──────── Data for this task
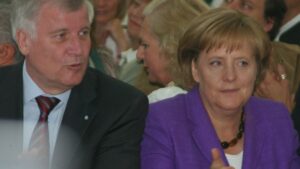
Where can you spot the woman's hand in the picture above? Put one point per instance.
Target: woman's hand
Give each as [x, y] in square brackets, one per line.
[217, 162]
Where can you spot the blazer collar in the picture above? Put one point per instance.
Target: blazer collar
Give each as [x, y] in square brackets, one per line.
[204, 134]
[206, 138]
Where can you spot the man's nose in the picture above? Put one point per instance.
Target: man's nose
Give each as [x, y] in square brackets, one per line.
[140, 53]
[75, 46]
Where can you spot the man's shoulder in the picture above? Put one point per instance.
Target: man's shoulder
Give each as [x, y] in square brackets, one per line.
[9, 73]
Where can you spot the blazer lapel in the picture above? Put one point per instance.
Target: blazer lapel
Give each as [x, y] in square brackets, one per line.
[204, 134]
[254, 140]
[77, 117]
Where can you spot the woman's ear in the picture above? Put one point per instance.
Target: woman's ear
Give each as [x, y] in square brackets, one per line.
[195, 70]
[268, 24]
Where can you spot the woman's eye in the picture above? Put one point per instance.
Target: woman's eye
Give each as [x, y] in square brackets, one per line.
[144, 45]
[246, 6]
[84, 33]
[60, 36]
[243, 63]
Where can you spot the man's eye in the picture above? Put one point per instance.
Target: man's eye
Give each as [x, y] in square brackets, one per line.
[84, 33]
[144, 45]
[215, 63]
[243, 63]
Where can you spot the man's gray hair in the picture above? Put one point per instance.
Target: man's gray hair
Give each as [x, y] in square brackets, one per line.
[25, 12]
[5, 26]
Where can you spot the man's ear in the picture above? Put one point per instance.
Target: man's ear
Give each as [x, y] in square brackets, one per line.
[7, 54]
[23, 40]
[268, 24]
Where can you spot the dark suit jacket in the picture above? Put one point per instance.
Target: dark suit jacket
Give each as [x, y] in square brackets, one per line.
[292, 35]
[180, 135]
[106, 115]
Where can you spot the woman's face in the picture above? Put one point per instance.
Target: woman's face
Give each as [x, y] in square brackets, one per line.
[150, 52]
[105, 10]
[226, 79]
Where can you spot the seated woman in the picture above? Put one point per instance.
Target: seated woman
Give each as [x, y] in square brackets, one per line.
[164, 24]
[219, 123]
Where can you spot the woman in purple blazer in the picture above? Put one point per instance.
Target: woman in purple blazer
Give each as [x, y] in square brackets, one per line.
[219, 124]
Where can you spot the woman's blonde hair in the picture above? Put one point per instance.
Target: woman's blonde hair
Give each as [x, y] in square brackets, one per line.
[167, 21]
[222, 28]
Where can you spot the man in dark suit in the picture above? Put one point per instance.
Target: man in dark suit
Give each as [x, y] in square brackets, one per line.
[105, 116]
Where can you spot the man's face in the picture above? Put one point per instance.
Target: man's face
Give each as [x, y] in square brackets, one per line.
[252, 8]
[57, 57]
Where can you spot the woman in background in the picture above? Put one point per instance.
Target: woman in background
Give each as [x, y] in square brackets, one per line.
[108, 28]
[164, 24]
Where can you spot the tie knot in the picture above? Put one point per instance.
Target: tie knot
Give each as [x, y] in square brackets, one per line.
[46, 104]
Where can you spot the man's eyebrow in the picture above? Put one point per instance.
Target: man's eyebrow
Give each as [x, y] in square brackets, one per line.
[58, 31]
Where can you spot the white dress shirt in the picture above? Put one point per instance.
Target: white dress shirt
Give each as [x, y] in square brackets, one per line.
[235, 160]
[169, 91]
[32, 112]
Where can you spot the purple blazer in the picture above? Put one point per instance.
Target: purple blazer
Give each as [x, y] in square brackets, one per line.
[179, 135]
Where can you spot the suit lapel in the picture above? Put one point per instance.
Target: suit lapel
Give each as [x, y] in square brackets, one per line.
[11, 103]
[203, 128]
[77, 117]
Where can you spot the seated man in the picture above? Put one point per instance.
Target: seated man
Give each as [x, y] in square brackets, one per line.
[53, 90]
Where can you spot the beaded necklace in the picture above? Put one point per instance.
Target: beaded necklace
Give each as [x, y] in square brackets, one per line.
[239, 135]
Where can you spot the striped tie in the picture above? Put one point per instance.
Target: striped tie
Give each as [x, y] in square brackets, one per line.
[40, 137]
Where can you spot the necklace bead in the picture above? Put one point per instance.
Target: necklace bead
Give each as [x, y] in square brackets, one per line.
[239, 135]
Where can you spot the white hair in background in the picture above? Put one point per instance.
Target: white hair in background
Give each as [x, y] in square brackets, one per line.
[216, 3]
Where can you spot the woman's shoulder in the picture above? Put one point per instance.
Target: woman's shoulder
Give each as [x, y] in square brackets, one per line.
[164, 93]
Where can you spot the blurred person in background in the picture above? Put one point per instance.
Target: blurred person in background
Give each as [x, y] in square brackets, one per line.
[8, 49]
[164, 24]
[282, 79]
[290, 28]
[108, 27]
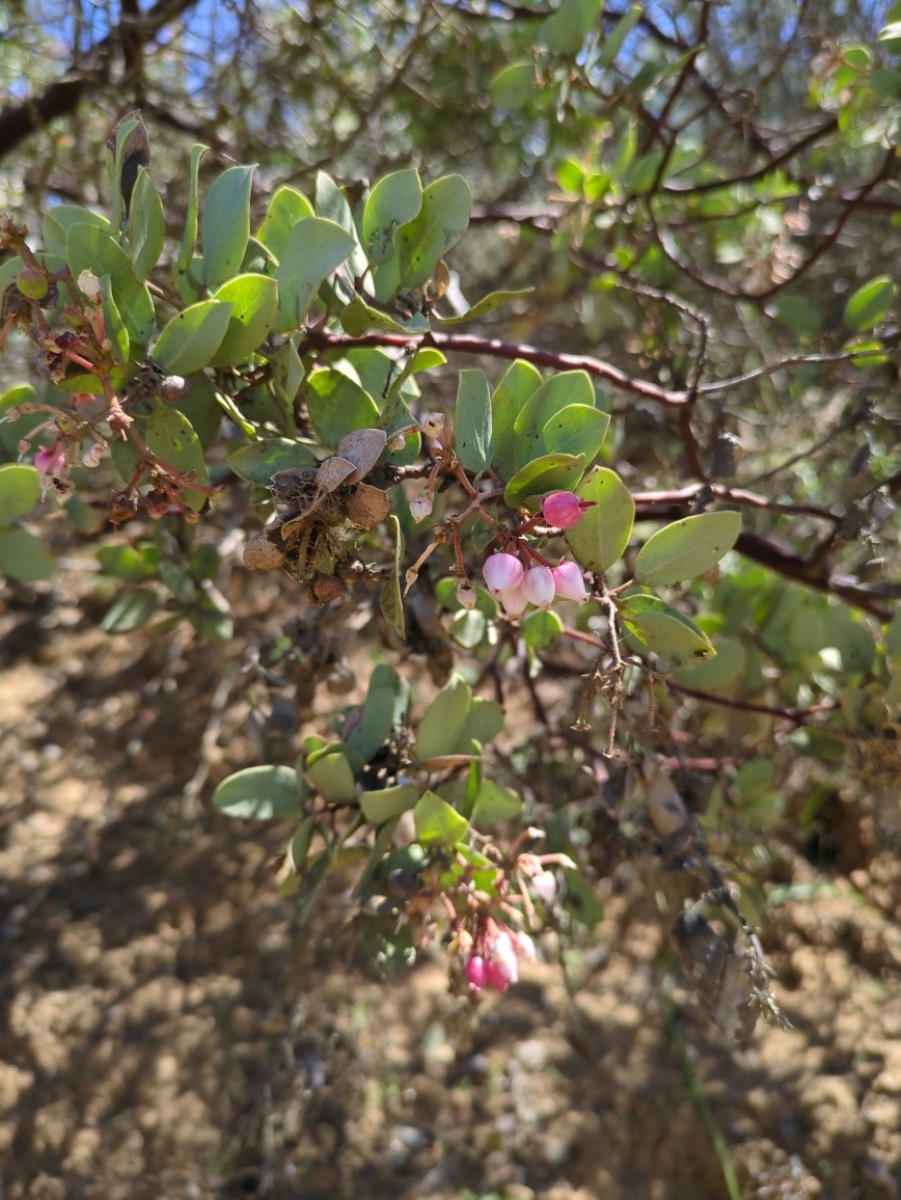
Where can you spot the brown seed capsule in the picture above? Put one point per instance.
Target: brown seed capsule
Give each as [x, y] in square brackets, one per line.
[262, 555]
[326, 587]
[367, 507]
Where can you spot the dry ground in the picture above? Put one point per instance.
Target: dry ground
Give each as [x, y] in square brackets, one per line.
[167, 1030]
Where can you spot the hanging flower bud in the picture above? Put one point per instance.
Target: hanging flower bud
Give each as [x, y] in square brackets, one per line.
[538, 587]
[466, 593]
[569, 581]
[564, 509]
[503, 574]
[514, 603]
[476, 971]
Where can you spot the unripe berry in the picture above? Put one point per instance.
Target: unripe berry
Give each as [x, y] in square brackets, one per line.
[564, 509]
[503, 574]
[538, 587]
[569, 582]
[31, 283]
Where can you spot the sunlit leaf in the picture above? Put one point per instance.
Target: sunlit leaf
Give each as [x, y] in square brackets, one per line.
[686, 549]
[259, 793]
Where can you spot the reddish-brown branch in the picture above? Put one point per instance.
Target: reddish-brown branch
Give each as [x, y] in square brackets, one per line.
[467, 343]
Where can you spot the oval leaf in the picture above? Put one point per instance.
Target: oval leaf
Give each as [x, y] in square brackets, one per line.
[870, 304]
[443, 723]
[394, 202]
[226, 225]
[190, 340]
[254, 300]
[550, 473]
[599, 539]
[472, 433]
[686, 549]
[390, 802]
[436, 821]
[19, 491]
[259, 793]
[314, 249]
[23, 557]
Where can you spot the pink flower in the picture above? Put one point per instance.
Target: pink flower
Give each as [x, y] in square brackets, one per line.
[538, 587]
[476, 971]
[503, 573]
[569, 581]
[502, 965]
[564, 509]
[545, 886]
[515, 603]
[50, 463]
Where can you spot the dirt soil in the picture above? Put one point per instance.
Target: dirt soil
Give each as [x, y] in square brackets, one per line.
[168, 1030]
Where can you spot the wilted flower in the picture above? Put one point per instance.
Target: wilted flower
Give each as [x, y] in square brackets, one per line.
[503, 574]
[564, 509]
[569, 581]
[50, 465]
[515, 603]
[538, 586]
[545, 886]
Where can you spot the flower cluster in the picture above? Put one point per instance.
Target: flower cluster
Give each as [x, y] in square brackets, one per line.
[516, 587]
[494, 954]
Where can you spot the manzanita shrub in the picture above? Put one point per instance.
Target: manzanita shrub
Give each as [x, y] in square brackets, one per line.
[295, 354]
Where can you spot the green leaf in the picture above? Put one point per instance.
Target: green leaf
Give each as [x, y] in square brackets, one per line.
[359, 318]
[577, 429]
[391, 599]
[486, 305]
[870, 304]
[496, 803]
[442, 725]
[666, 633]
[190, 340]
[130, 611]
[19, 491]
[540, 629]
[722, 675]
[259, 461]
[384, 712]
[518, 383]
[127, 563]
[482, 724]
[558, 393]
[59, 220]
[686, 549]
[188, 238]
[472, 439]
[388, 803]
[172, 438]
[612, 45]
[23, 557]
[548, 473]
[146, 226]
[514, 85]
[314, 249]
[89, 249]
[286, 208]
[331, 774]
[253, 300]
[599, 539]
[394, 201]
[337, 406]
[421, 243]
[436, 821]
[259, 793]
[226, 225]
[565, 30]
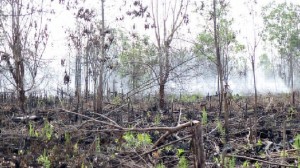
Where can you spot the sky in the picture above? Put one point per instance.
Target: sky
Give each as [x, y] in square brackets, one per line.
[62, 20]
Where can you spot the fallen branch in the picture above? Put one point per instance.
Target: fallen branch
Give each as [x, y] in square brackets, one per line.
[170, 143]
[259, 160]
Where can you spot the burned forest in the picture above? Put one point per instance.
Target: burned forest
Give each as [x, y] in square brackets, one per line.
[149, 83]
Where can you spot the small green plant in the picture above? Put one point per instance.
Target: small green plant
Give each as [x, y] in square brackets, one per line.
[180, 152]
[220, 128]
[138, 140]
[157, 119]
[168, 148]
[291, 112]
[117, 100]
[97, 145]
[183, 163]
[160, 165]
[232, 162]
[257, 165]
[283, 153]
[32, 131]
[130, 139]
[44, 160]
[204, 117]
[67, 138]
[144, 139]
[259, 142]
[47, 130]
[297, 142]
[245, 164]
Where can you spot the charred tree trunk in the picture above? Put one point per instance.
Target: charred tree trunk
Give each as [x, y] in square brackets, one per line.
────────────────
# [Your goal]
With pictures left out, extract the lines from the one containing "Where can you spot the green" to the end of the material above, both included, exactly as written.

# [Result below]
Where can you spot the green leaf in the picture above? Put one point per instance.
Target: green leaf
Give each as [x, y] in square brackets, one per line.
[359, 318]
[577, 429]
[391, 599]
[486, 305]
[870, 304]
[496, 803]
[442, 725]
[666, 633]
[190, 340]
[130, 611]
[19, 491]
[540, 629]
[722, 675]
[259, 461]
[384, 712]
[518, 383]
[127, 563]
[482, 724]
[558, 393]
[59, 220]
[686, 549]
[188, 238]
[472, 439]
[388, 803]
[172, 438]
[612, 45]
[23, 557]
[548, 473]
[146, 226]
[514, 85]
[314, 249]
[89, 249]
[286, 208]
[331, 774]
[253, 300]
[599, 539]
[394, 201]
[337, 406]
[421, 243]
[436, 821]
[259, 793]
[226, 225]
[565, 30]
Where can you spot the sky in the picture above? Put one point per instance.
Target: sky
Give each as [x, y] in square brackets, one per line.
[62, 20]
Where can you spot the fallen branch in the picture above? Put one point per instance.
Target: fallen branch
Give each as [x, y] in square brackets, one per line.
[170, 143]
[259, 160]
Where can you spot the burned forest in the picture above? Put one point per instance.
Target: burned forest
Give each as [x, y] in square brackets, one per line.
[149, 83]
Where can you spot the small green plant in the picture above? Put one point per instance.
Target: small green plant
Give each as [x, y] in square brackets, one per line.
[180, 152]
[220, 128]
[138, 140]
[157, 119]
[168, 148]
[291, 112]
[117, 100]
[97, 145]
[183, 163]
[160, 165]
[232, 162]
[257, 165]
[283, 153]
[32, 131]
[130, 139]
[44, 160]
[204, 117]
[67, 138]
[144, 139]
[259, 142]
[47, 130]
[297, 142]
[245, 164]
Where can you spot the charred tree trunk in the picture above? Put one point per instance.
Target: charred tree trunk
Give each as [x, y] in square brackets, one per line.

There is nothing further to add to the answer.